> Job: Pull out every line in the rows below that contains the word "drawer", treating uppercase and lowercase as different.
==*==
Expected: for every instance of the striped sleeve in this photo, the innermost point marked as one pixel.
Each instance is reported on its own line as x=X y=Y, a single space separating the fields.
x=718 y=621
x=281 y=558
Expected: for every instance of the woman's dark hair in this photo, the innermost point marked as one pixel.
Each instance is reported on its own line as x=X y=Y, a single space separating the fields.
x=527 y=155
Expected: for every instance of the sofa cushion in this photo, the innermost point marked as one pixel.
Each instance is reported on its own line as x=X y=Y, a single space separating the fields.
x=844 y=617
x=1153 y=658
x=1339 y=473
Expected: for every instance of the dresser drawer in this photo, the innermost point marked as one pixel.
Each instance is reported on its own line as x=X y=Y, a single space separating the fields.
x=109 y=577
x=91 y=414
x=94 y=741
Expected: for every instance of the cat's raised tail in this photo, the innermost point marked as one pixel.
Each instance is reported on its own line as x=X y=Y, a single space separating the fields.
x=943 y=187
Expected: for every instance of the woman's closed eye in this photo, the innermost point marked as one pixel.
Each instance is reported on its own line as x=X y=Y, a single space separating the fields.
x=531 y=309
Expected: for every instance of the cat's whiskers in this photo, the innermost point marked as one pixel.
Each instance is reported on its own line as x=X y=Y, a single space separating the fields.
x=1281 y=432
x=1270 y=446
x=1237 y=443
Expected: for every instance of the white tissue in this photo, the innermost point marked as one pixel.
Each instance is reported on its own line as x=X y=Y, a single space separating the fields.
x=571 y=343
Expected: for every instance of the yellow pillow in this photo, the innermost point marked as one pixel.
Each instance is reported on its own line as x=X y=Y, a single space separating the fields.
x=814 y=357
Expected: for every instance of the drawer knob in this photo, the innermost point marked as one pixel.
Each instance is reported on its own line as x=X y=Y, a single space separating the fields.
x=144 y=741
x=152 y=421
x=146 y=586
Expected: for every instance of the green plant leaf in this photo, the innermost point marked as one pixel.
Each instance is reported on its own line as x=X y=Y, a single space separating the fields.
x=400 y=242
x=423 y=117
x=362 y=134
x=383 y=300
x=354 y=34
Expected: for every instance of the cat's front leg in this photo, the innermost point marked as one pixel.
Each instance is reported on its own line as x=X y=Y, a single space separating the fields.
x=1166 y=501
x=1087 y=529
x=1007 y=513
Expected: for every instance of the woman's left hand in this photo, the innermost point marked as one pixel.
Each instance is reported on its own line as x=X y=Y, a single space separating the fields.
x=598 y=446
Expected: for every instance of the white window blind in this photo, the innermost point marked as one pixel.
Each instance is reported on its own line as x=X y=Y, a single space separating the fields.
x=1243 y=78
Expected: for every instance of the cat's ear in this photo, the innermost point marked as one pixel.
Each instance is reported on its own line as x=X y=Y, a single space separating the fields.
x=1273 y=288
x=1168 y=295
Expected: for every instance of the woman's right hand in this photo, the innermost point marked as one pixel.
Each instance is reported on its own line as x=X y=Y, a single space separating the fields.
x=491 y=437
==*==
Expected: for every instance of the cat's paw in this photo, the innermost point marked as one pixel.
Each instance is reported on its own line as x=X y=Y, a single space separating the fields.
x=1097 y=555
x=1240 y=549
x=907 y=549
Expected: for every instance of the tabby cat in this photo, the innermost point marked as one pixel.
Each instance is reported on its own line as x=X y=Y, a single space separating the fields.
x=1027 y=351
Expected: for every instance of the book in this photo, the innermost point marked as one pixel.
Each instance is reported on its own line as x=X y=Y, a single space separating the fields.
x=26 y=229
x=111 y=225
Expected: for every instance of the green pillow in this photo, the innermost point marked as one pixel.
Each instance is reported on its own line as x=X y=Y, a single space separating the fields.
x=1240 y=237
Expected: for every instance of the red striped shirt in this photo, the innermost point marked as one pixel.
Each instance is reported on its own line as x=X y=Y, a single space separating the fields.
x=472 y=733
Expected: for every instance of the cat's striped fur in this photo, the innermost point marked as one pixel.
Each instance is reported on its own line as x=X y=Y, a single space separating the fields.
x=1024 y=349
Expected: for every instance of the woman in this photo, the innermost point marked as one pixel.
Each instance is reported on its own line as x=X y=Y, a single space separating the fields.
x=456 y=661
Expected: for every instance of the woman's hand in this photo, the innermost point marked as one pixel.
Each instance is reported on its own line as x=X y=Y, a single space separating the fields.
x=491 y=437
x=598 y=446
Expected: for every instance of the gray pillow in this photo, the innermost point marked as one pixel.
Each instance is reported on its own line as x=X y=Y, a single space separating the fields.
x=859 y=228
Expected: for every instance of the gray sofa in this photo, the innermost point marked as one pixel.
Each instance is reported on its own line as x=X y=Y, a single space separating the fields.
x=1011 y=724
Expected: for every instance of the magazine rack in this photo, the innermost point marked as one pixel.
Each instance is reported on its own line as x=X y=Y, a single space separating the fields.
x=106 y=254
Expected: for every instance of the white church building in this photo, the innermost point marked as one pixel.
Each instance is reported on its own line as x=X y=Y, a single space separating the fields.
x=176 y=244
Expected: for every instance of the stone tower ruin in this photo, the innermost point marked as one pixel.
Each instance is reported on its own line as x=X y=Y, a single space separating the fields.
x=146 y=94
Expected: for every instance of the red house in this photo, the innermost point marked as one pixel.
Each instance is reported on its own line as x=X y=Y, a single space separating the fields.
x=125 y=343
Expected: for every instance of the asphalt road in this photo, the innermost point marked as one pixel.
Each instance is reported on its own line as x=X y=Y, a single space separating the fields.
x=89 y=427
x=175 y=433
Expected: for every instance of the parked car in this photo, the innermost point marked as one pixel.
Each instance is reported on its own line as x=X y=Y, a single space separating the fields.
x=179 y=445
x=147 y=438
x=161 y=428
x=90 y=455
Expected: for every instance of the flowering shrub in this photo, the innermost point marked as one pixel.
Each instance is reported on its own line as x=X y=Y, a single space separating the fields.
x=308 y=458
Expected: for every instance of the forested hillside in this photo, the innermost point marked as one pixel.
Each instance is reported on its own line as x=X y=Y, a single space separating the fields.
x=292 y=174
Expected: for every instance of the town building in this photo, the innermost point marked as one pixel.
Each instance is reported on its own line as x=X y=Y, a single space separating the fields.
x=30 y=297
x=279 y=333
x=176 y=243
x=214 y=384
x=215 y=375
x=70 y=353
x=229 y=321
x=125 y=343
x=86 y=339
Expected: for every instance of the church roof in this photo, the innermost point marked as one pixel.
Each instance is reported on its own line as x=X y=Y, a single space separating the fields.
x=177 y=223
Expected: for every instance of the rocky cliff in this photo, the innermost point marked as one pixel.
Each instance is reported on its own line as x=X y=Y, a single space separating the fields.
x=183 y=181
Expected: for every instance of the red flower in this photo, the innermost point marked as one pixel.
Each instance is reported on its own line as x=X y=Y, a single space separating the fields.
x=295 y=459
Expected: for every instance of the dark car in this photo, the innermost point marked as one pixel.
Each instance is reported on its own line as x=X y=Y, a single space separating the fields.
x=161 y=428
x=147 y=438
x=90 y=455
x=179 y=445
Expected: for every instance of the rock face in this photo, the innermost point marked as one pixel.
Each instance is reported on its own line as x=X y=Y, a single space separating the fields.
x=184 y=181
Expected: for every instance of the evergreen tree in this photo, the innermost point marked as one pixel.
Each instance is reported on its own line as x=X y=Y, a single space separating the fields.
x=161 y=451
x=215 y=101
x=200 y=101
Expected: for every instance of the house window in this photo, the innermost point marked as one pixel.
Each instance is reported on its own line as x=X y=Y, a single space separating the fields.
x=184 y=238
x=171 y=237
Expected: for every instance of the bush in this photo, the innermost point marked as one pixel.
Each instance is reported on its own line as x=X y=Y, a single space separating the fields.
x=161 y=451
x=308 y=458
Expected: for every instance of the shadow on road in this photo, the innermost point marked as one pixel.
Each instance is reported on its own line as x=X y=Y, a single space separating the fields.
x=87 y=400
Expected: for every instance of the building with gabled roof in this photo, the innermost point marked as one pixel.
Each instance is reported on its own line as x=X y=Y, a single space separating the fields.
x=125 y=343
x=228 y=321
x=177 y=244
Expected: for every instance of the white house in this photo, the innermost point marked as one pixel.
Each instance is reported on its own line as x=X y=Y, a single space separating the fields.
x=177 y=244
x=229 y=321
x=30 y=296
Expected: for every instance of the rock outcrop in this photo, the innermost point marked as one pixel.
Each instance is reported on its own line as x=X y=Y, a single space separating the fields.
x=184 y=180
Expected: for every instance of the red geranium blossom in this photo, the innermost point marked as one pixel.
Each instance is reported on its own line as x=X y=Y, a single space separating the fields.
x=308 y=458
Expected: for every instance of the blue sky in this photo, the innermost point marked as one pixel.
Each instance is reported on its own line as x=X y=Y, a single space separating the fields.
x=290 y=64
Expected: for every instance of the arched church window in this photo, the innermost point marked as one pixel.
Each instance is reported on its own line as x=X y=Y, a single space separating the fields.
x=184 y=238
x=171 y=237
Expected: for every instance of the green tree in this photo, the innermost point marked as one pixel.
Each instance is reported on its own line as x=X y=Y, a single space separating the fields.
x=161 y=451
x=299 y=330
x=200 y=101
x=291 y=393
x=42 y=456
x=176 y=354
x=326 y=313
==*==
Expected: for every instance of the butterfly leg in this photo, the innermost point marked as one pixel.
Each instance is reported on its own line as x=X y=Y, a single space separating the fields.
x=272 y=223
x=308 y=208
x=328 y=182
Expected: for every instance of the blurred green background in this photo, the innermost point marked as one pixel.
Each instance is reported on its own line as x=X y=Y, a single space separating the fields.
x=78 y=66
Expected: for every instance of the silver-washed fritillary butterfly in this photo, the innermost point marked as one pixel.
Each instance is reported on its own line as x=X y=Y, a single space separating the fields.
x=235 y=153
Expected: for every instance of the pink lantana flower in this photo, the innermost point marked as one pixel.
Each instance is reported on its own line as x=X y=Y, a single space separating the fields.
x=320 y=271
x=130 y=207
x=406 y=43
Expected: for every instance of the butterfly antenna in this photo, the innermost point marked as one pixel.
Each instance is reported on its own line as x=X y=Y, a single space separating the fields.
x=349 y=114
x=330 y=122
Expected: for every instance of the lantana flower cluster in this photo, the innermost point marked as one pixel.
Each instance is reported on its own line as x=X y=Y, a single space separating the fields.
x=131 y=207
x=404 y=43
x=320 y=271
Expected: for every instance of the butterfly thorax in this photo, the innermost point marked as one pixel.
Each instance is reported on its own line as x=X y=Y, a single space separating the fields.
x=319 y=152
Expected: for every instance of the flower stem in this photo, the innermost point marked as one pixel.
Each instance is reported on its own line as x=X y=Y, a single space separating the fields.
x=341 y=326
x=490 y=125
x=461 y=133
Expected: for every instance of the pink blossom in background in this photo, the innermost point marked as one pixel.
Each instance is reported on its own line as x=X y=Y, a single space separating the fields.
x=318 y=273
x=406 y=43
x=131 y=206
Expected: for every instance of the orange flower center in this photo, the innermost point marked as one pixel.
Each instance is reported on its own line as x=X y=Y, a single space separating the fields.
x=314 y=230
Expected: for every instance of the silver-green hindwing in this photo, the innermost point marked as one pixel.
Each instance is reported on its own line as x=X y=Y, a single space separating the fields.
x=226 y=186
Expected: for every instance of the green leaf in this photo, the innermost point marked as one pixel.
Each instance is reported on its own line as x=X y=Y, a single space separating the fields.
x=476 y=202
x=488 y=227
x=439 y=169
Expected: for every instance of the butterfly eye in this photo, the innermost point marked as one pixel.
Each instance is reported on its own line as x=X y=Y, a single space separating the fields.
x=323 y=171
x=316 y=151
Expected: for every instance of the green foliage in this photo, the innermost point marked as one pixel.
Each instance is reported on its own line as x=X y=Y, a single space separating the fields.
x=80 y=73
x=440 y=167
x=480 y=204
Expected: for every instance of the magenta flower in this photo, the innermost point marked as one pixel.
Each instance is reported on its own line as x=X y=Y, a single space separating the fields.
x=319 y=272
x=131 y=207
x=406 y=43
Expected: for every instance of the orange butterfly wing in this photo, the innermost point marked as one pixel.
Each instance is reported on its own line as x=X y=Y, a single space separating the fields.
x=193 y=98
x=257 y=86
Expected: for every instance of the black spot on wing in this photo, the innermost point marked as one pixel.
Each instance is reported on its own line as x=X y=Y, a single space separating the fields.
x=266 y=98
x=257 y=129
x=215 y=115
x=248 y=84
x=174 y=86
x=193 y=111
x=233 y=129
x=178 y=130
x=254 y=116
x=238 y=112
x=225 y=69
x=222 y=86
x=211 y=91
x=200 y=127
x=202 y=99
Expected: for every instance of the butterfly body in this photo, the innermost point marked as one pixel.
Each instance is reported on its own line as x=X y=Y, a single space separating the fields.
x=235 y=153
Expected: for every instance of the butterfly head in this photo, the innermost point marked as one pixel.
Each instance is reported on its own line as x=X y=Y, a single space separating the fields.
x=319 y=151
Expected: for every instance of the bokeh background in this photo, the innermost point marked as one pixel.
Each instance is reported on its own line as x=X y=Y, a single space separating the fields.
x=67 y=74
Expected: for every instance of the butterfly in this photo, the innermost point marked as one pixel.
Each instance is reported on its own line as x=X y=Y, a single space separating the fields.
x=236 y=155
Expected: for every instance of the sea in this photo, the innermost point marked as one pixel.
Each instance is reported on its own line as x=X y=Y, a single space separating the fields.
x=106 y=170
==*==
> Result for this task:
Expected: for every instance of the dresser drawer in this photo, the innermost point marked as one pixel.
Expected: for every instance of the drawer knob in this photo, the innermost point marked as one pixel.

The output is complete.